Salin kembali bagian teks tentang deflasi Agustus 2024 yang dimulai pada kata-kata "Menurut Deputi Bidang" dan berakhir setelah "normalisasi produksi pangan.", lalu ganti "El Niño" dengan "La Niña".

> Kutipan Teks
********************

Badan Pusat Statistik (BPS) merilis data pada Senin (2/9/2024) yang mencatat bahwa IHK untuk Agustus 2024 mengalami deflasi sebesar 0,03% secara bulanan (month-to-month/mtm). Deflasi ini terutama disebabkan oleh penurunan harga makanan, minuman, dan tembakau dengan andil sebesar 0,15%. Meskipun demikian, secara tahunan (year-on-year/yoy), inflasi masih tercatat 2,12%, sedikit lebih rendah dari perkiraan sebelumnya.
Menurut Deputi Bidang Distribusi dan Jasa BPS, Pudji Ismartini, deflasi ini terutama disebabkan oleh penurunan harga makanan, minuman, dan tembakau dengan andil deflasi mencapai 0,15%. Secara khusus, kategori ini mencatat deflasi sebesar 0,52%, menunjukkan adanya penurunan signifikan dalam harga komoditas pangan. Hal ini kemungkinan besar disebabkan oleh melimpahnya pasokan pangan akibat panen yang baik, terutama setelah faktor El Niño yang mempengaruhi produksi di awal tahun mulai mereda.
Deflasi selama empat bulan berturut-turut menjadi sinyal pelemahan daya beli masyarakat. Kondisi ini mengingatkan pada periode 1999, ketika deflasi berlangsung selama delapan bulan, sebagai dampak dari krisis ekonomi 1997/1998. Ekonom Bank Danamon, Hosianna Situmorang, menyoroti bahwa deflasi saat ini didorong oleh penurunan harga makanan yang bergejolak akibat normalisasi produksi pangan.

********************

> Informasi yang Tersedia
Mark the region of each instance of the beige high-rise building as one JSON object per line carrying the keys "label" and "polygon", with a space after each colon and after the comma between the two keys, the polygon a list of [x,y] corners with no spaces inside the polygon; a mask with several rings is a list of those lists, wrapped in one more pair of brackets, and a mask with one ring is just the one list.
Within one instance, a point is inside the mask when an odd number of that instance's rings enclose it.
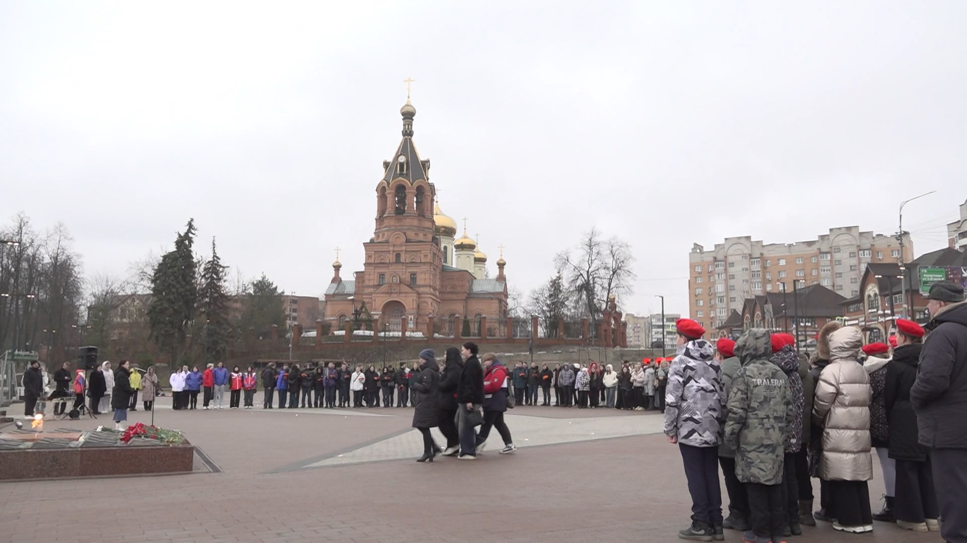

********************

> Hasil Pengerjaan
Menurut Deputi Bidang Distribusi dan Jasa BPS, Pudji Ismartini, deflasi ini terutama disebabkan oleh penurunan harga makanan, minuman, dan tembakau dengan andil deflasi mencapai 0,15%. Secara khusus, kategori ini mencatat deflasi sebesar 0,52%, menunjukkan adanya penurunan signifikan dalam harga komoditas pangan. Hal ini kemungkinan besar disebabkan oleh melimpahnya pasokan pangan akibat panen yang baik, terutama setelah faktor La Niña yang mempengaruhi produksi di awal tahun mulai mereda.
Deflasi selama empat bulan berturut-turut menjadi sinyal pelemahan daya beli masyarakat. Kondisi ini mengingatkan pada periode 1999, ketika deflasi berlangsung selama delapan bulan, sebagai dampak dari krisis ekonomi 1997/1998. Ekonom Bank Danamon, Hosianna Situmorang, menyoroti bahwa deflasi saat ini didorong oleh penurunan harga makanan yang bergejolak akibat normalisasi produksi pangan.